_What is asked:_
Determine how many lines of the records below contain the string "stairwell", treating uppercase and lowercase as different. Give only the number.

Pointing records:
╭──
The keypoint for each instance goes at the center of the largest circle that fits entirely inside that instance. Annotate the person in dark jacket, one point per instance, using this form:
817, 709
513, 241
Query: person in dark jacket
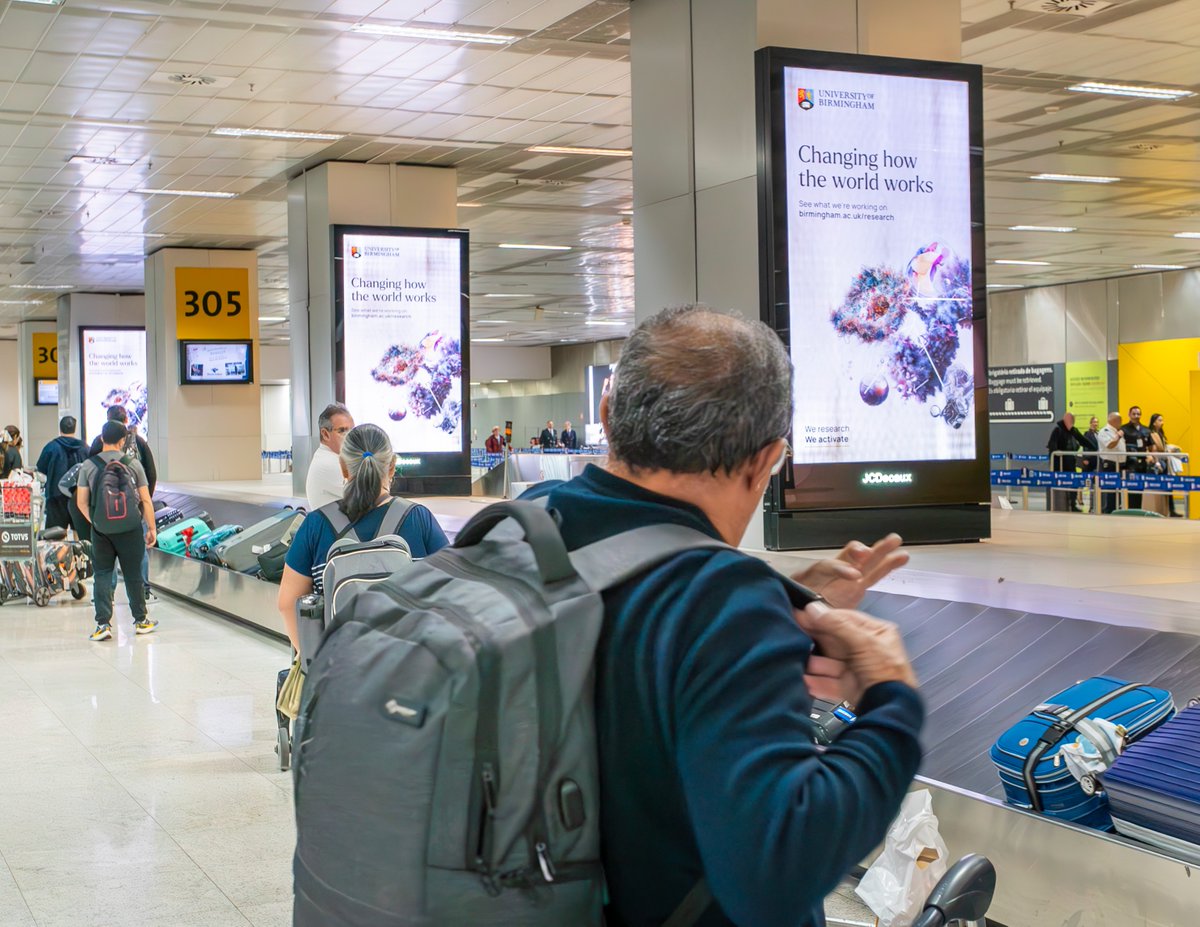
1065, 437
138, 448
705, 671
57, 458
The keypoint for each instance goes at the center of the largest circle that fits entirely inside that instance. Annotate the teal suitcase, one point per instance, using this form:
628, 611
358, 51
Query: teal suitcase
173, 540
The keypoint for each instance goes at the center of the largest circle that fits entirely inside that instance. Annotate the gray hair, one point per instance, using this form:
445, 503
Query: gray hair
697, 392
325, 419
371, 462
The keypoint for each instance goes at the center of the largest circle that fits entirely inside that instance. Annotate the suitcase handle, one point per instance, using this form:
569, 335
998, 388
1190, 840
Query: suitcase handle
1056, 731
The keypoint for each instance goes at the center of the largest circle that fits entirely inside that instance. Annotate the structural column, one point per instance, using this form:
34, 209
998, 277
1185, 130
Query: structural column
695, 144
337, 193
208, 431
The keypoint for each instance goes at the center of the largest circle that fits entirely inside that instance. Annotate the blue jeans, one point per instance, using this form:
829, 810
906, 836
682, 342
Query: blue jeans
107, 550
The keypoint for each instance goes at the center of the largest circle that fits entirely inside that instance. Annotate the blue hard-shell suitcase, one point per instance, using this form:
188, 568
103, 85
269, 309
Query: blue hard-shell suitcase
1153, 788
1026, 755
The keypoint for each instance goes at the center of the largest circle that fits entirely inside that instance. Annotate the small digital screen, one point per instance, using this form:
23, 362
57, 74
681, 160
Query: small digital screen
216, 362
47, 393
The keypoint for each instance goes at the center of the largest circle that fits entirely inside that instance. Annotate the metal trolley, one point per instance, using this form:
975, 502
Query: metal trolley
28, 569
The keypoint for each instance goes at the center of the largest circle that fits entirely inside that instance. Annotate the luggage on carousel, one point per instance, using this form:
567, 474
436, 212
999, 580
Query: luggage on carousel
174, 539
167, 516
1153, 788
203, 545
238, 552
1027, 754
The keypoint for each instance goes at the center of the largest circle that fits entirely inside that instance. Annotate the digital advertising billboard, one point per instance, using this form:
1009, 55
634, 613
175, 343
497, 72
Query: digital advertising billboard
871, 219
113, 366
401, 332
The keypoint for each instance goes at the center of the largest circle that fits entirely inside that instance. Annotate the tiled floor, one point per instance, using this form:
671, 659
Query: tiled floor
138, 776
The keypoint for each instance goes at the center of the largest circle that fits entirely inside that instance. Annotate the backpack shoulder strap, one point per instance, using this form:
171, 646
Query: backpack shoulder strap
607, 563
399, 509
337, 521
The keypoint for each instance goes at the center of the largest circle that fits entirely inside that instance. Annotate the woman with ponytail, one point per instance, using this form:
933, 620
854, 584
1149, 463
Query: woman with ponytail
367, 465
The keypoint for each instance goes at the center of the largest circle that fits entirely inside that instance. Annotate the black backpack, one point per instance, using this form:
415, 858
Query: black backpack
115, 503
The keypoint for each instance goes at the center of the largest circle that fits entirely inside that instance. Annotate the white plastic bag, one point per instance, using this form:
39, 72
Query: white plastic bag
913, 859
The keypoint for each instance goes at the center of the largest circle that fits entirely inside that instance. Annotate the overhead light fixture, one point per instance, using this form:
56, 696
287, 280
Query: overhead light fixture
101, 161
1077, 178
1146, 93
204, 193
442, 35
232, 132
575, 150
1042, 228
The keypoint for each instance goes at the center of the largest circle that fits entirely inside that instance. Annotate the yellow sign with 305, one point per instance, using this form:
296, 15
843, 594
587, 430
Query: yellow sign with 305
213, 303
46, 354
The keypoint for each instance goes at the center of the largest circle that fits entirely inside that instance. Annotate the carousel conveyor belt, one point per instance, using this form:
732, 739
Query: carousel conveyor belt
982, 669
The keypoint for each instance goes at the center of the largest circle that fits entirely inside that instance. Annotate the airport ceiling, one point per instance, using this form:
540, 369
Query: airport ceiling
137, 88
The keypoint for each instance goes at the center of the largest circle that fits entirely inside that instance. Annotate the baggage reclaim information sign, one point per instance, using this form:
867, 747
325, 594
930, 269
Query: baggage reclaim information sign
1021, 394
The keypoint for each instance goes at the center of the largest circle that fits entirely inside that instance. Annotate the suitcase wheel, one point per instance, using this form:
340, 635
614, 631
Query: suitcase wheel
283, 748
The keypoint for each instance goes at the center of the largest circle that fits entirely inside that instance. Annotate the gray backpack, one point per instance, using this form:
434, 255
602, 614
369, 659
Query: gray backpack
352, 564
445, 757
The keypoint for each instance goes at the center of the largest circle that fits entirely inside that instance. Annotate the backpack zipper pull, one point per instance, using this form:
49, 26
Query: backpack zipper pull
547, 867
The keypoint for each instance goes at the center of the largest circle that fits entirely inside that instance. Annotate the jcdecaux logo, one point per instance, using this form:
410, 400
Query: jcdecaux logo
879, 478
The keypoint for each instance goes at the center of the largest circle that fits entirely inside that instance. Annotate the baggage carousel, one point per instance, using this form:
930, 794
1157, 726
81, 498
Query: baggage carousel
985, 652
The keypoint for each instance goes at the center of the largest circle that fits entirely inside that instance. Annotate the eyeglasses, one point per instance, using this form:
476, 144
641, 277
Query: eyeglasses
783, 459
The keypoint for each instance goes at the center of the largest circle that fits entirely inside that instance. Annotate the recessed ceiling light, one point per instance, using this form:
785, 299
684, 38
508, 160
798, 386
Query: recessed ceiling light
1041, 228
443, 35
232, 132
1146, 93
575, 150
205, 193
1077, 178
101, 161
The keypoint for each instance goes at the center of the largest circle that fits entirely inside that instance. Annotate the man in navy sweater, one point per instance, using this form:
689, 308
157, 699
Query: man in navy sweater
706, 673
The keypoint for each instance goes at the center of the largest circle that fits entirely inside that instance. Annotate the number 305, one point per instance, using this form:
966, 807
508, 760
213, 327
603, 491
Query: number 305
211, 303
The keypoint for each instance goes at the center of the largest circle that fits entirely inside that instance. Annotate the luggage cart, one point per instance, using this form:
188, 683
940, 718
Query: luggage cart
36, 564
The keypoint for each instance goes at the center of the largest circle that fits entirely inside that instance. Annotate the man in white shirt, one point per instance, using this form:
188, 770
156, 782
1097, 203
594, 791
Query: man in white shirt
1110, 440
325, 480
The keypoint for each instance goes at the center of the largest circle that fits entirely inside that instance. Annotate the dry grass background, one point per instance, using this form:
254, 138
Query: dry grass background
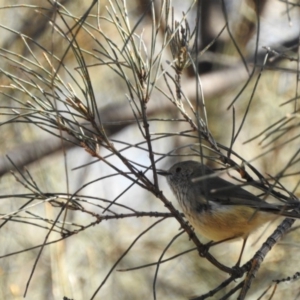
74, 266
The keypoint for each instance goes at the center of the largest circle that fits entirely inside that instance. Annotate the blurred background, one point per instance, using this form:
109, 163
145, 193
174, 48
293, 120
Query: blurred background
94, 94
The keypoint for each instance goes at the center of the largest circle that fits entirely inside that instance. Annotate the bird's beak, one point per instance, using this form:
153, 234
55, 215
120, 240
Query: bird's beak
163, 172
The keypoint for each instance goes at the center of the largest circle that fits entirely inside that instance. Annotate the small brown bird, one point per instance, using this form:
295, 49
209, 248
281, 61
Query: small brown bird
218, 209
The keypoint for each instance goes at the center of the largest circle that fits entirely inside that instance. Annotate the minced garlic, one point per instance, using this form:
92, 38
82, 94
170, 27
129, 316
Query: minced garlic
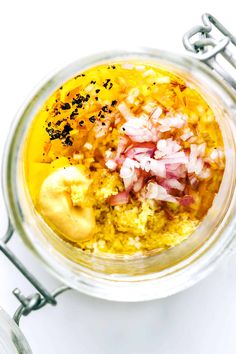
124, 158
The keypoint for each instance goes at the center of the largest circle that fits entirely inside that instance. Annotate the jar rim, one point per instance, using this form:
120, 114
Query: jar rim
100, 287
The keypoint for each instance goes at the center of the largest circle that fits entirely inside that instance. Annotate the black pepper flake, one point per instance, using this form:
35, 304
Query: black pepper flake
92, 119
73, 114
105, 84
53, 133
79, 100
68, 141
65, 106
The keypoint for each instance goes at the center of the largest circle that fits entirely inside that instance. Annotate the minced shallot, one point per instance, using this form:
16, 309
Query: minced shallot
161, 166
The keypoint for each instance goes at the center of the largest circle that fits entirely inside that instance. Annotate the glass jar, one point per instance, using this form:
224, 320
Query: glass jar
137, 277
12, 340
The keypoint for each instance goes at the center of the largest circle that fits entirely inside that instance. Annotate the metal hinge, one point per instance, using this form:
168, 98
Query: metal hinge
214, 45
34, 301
╰──
╭──
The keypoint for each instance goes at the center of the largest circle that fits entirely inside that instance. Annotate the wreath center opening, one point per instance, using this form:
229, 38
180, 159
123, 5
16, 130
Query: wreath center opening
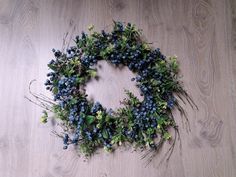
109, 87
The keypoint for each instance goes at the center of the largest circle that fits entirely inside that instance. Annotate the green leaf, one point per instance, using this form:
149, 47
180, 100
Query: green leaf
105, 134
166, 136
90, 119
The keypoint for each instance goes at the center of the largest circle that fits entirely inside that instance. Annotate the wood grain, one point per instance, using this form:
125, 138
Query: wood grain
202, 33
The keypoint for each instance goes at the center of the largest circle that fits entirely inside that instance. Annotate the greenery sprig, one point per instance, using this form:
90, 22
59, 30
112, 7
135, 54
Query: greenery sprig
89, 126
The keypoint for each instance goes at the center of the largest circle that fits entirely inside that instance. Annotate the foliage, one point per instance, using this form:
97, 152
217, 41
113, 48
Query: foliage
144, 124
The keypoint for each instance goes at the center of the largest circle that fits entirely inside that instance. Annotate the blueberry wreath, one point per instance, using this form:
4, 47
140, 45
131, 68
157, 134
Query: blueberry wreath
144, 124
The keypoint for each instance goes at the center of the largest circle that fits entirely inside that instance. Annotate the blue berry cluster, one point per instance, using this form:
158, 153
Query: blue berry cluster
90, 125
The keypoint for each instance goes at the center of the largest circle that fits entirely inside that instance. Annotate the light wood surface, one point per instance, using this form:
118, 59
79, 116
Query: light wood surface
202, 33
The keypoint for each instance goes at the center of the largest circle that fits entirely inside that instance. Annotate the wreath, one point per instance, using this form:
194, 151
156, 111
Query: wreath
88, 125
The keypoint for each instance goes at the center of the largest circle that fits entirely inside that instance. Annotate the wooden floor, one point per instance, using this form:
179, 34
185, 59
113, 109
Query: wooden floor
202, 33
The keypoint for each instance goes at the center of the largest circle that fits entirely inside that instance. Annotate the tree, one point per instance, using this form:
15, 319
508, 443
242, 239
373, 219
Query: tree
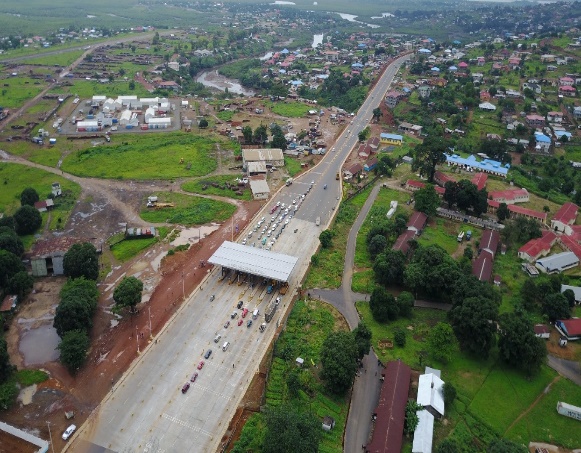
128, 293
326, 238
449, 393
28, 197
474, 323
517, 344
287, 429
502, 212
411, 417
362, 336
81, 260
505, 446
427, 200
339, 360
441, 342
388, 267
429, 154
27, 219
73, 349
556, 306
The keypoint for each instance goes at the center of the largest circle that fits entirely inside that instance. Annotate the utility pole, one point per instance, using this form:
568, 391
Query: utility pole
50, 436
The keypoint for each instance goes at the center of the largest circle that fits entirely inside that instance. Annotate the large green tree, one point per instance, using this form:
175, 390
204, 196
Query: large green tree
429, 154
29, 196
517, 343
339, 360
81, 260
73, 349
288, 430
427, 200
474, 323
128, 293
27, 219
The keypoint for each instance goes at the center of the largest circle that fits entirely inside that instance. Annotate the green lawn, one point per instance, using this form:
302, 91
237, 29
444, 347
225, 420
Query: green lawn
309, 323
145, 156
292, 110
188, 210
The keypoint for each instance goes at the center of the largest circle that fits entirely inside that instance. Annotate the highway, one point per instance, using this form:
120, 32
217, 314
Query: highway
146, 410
╰──
╭──
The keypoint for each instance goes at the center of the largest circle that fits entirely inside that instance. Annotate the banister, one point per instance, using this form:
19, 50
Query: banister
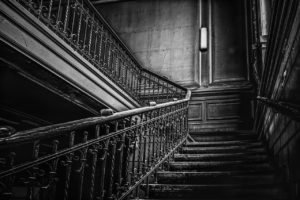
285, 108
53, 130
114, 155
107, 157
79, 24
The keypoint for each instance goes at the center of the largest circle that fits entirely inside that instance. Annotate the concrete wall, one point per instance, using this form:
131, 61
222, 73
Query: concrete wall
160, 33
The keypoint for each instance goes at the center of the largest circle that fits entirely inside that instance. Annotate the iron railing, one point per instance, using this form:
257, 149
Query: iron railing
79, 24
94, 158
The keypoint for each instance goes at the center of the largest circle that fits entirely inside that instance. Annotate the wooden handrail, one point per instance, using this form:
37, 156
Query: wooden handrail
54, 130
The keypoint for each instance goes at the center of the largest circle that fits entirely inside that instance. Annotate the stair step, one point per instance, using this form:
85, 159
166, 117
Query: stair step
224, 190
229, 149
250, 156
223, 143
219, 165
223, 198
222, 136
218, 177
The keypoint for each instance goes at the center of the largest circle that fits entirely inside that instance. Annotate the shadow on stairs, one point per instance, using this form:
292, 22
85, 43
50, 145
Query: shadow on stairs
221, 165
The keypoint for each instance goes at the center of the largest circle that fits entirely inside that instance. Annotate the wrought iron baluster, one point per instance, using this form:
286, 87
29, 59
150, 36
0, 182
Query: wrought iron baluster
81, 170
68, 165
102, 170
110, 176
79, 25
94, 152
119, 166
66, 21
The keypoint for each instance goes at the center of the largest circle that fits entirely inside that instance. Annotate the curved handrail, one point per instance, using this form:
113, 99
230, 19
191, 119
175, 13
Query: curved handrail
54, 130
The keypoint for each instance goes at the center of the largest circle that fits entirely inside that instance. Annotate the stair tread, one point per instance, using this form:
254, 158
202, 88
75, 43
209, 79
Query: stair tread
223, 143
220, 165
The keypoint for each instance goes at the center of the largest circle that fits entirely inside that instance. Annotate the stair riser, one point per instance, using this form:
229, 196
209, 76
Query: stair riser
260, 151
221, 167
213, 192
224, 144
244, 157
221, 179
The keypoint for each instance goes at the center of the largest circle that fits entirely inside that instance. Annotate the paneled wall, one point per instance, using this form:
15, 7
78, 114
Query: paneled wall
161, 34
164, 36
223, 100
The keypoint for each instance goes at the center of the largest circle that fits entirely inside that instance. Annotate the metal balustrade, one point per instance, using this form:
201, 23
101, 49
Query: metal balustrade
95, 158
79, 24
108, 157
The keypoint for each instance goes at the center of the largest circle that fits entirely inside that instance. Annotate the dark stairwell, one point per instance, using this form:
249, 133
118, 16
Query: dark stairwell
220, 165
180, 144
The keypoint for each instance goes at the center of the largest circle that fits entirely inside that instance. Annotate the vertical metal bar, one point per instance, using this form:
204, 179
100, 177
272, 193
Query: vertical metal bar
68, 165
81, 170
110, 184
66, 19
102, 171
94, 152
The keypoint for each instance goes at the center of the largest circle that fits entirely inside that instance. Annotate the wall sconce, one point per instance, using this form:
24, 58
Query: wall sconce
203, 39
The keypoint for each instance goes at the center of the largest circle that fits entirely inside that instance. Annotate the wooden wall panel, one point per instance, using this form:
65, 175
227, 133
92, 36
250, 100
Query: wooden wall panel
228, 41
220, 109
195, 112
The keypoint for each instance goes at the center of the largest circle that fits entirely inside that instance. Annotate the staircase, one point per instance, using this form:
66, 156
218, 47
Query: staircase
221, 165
╰──
_Full output:_
2